§ PROBLEMS
A. From the text on forming a District of Columbia corporation, list every indicator it says a corporation's name may include.
B. Condense the paragraph of the text on forming a District of Columbia corporation that begins "To start a corporation in DC" into a short bulleted list that keeps its main facts.

§ DOCUMENT SECTION

A District of Columbia corporation is a business with a legal existence that is separate from its owners. If properly maintained, a corporation can conduct business in its own name and has many of the rights and obligations of a natural person, including the ability to enter into contracts, sue and be sued, hold assets, and pay taxes in its own name.

To start a corporation in DC, you’ll need to do three things: appoint a registered agent, choose a name for your business, and file Articles of Incorporation with the Department of Licensing and Consumer Protection. You can file this document online, in person, or by mail. The articles cost a minimum of $99 to file. Once filed with the district, this document formally creates your DC corporation.

 

1. Name Your Corporation

First things first: your corporation needs a name. And not just any name. It’ll need to comply with DC’s naming rules as outlined in Code of the District of Columbia § 29-103.01 and 29-103.02. Basically, your company name needs to:

  • Include an indicator like “Corporation,” “Corp.,” “Limited,” “Ltd.,” “Incorporated” or “Inc.”
  • Be “distinguishable” (different from) any other business name registered or reserved in DC.
  • Not include words like “bank” or “insurance” without proper approval.

Already have a business name? Create a profile and check to see if it’s available.

Yes. If you want to put a hold on your business name while you’re preparing to form your corporation, you can reserve your business name for up to 120 days in DC. All you need to do is file the Name Reservation Registration & Transfer (Form GN-3) and pay a $50 filing fee.

The name you list on your Articles of Incorporation will become your corporation’s legal name.

A trade name (also known in some states as a DBA or doing business as name) is any name other than your corporation’s that you use to do business.

A corporation might use a trade name for marketing purposes or to expand its business into a new area. For example, Peter & Zyra’s Hat Repair, Inc. might use the trade name Porkpie Hat Pete’s. The business could grow to include a new location that specializes in tailoring under the trade name Porkpie Patterns, and without having to form a second corporation!

§ MATERIAL PROVIDED

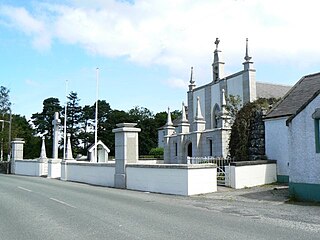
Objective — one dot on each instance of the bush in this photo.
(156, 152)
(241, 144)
==
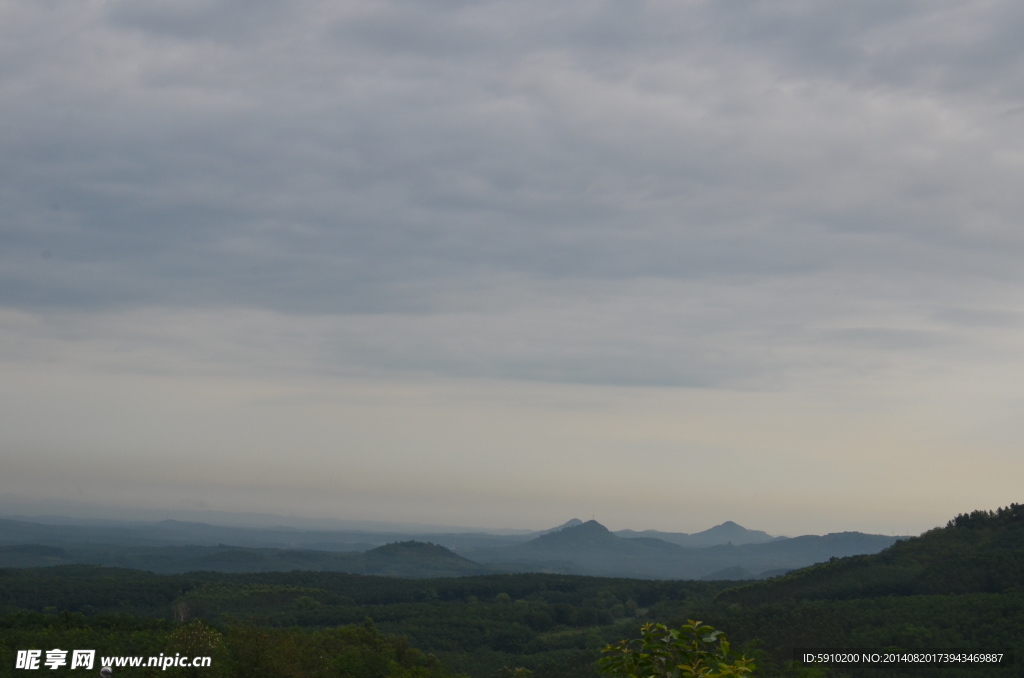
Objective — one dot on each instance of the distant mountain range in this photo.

§ OUTPUTS BY TASK
A.
- Corporation
- Corp.
- Limited
- Ltd.
- Incorporated
- Inc.

B.
- Three steps to start a DC corporation: appoint a registered agent, choose a business name, and file Articles of Incorporation with the Department of Licensing and Consumer Protection.
- The articles can be filed online, in person, or by mail.
- Filing costs at least $99.
- Once filed, the articles formally create the corporation.